PASSAGE TO READ:

%%

Re[6]: Checkpointing threads

Zhenya Stanilovsky via user Sun, 11 Sep 2022 23:02:41 -0700


 
>We have observed one interesting issue with checkpointing. We are using 64G 
>RAM 12 CPU with 3K iops/128mbps SSDs. Our application fills up the WAL 
>directory really fast and hence the RAM. We made the following observations
>
>0. Not so bad news first, it resumes processing after getting stuck for 
>several minutes.
>
>1. WAL and WAL Archive writes are a lot faster than writes to the work 
>directory through checkpointing. Very curious to know why this is the case. 
>checkpointing writes never exceeds 15 mbps while wal and wal archive go really 
>high upto max limits of ssd
 
Very simple example : sequential changing of 1 key, so in wal you obtain all 
changes and in (in your terms — checkpointing) only one key change.
 
>
>2. We observed that when offheap memory usage tend to zero , checkpointing 
>takes minutes to complete , sometimes 30+ minutes which stalls the application 
>writes completely on all nodes. It means the whole cluster freezes. 
 
Seems ignite enables throttling in such a case, you need some system and 
cluster tuning. 
 
>
>3. Checkpointing thread get stuck at checkpointing page futures.get and after 
>several minutes, it logs this error and grid resumes processing
>
>"sys-stripe-0-#1" #19 prio=5 os_prio=0 cpu=86537.69ms elapsed=2166.63s 
>tid=0x00007fa52a6f1000 nid=0x3b waiting on condition  [0x00007fa4c58be000]
>   java.lang.Thread.State: WAITING (parking)
>at jdk.internal.misc.Unsafe.park( [email protected]/Native Method)
>at java.util.concurrent.locks.LockSupport.park( [email protected]/Unknown 
>Source)
>at 
>org.apache.ignite.internal.util.future.GridFutureAdapter.get0(GridFutureAdapter.java:178)
>at 
>org.apache.ignite.internal.util.future.GridFutureAdapter.getUninterruptibly(GridFutureAdapter.java:146)
>at 
>org.apache.ignite.internal.processors.cache.persistence.checkpoint.CheckpointTimeoutLock.checkpointReadLock(CheckpointTimeoutLock.java:144)

%%

GIVEN EXERCISE 1:
Duplicate a section of the Ignite checkpointing discussion. Begin at the words that have "Zhenya Stanilovsky via" and stop after "is the case.".
GIVEN EXERCISE 2:
In the Ignite checkpointing discussion, what does the reply say Ignite seems to enable when offheap memory usage tends to zero?
GIVEN EXERCISE 3:
Resume the Ignite checkpointing discussion from the point where it ends.

INFORMATION SUPPLIED:
%%

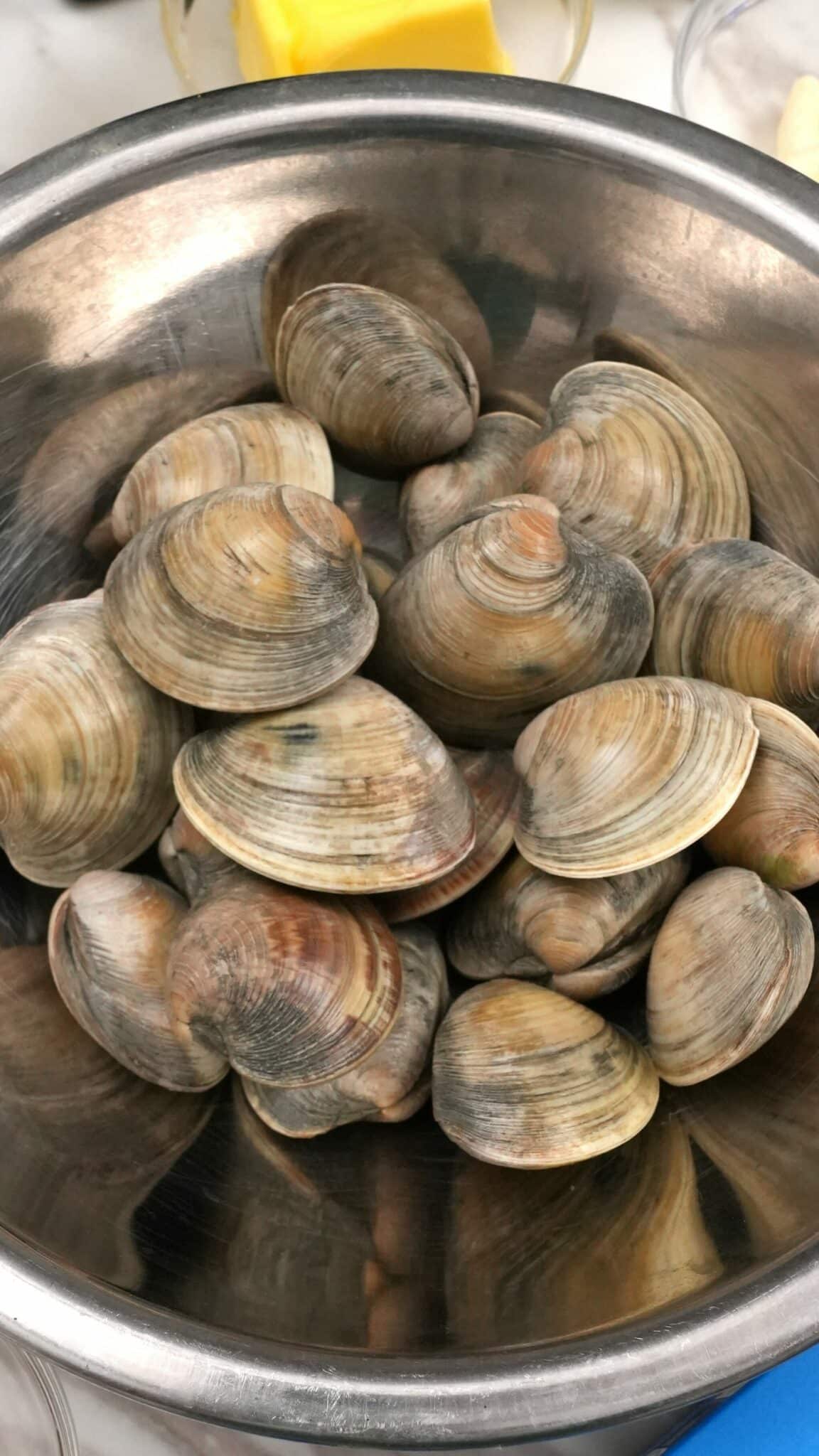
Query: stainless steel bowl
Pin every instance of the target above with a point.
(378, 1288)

%%
%%

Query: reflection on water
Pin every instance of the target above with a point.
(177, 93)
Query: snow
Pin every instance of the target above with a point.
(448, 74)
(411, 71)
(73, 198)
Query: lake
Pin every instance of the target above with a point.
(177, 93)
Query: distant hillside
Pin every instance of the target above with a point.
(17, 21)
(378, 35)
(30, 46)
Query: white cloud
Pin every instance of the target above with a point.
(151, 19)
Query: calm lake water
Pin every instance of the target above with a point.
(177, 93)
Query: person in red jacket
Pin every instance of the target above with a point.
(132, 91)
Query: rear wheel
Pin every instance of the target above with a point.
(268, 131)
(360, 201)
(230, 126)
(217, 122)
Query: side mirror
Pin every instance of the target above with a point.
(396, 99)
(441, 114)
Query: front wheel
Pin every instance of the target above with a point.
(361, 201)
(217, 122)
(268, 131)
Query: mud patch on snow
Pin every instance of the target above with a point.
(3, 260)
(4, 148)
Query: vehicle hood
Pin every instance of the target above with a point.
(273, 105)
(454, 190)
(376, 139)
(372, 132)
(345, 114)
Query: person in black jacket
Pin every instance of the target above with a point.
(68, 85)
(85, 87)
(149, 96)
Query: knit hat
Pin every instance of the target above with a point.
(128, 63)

%%

OUTPUT 1:
Zhenya Stanilovsky via user Sun, 11 Sep 2022 23:02:41 -0700


 
>We have observed one interesting issue with checkpointing. We are using 64G 
>RAM 12 CPU with 3K iops/128mbps SSDs. Our application fills up the WAL 
>directory really fast and hence the RAM. We made the following observations
>
>0. Not so bad news first, it resumes processing after getting stuck for 
>several minutes.
>
>1. WAL and WAL Archive writes are a lot faster than writes to the work 
>directory through checkpointing. Very curious to know why this is the case.

OUTPUT 2:
Throttling.

OUTPUT 3:
>at 
>org.apache.ignite.internal.processors.cache.persistence.GridCacheDatabaseSharedManager.checkpointReadLock(GridCacheDatabaseSharedManager.java:1613)
>at 
>org.apache.ignite.internal.processors.cache.distributed.dht.atomic.GridDhtAtomicCache.processDhtAtomicUpdateRequest(GridDhtAtomicCache.java:3313)
>at 
>org.apache.ignite.internal.processors.cache.distributed.dht.atomic.GridDhtAtomicCache.access$600(GridDhtAtomicCache.java:143)
>at 
>org.apache.ignite.internal.processors.cache.distributed.dht.atomic.GridDhtAtomicCache$7.apply(GridDhtAtomicCache.java:322)
>at 
>org.apache.ignite.internal.processors.cache.distributed.dht.atomic.GridDhtAtomicCache$7.apply(GridDhtAtomicCache.java:317)
>at 
>org.apache.ignite.internal.processors.cache.GridCacheIoManager.processMessage(GridCacheIoManager.java:1151)
>at 
>org.apache.ignite.internal.processors.cache.GridCacheIoManager.onMessage0(GridCacheIoManager.java:592)
>at 
>org.apache.ignite.internal.processors.cache.GridCacheIoManager.handleMessage(GridCacheIoManager.java:393)
>at 
>org.apache.ignite.internal.processors.cache.GridCacheIoManager.handleMessage(GridCacheIoManager.java:319)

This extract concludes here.